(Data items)
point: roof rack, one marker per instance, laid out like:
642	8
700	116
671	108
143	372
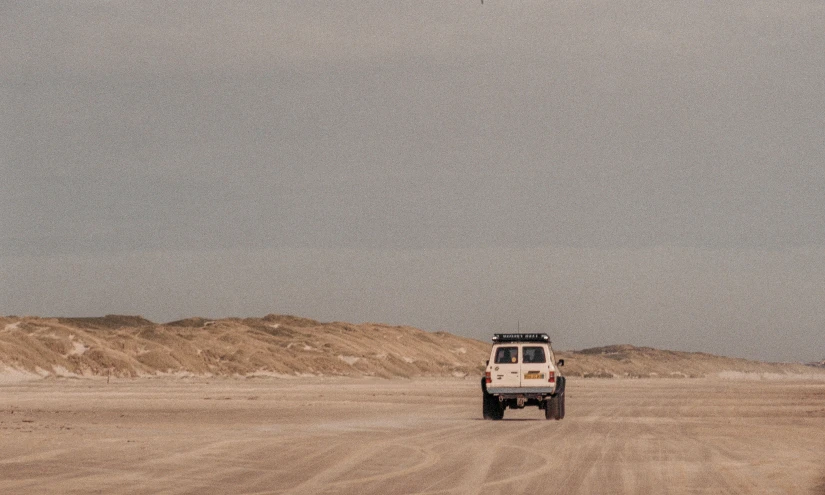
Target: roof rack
521	337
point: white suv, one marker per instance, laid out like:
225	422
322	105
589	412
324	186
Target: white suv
523	371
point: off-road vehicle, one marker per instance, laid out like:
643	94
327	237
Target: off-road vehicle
523	371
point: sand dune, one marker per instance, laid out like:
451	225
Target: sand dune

WHAT IS REQUIRED:
Using the records above, please retype only the run of lines from the line holding "Target: white suv" through the last line, both ends included.

RESULT:
Target: white suv
523	371
point: off-road vehicle, one marker per instance, laid out like:
643	94
327	237
Target: off-road vehicle
523	371
point: sand dune, one marker per instance, laid out like:
451	225
Target: sand dune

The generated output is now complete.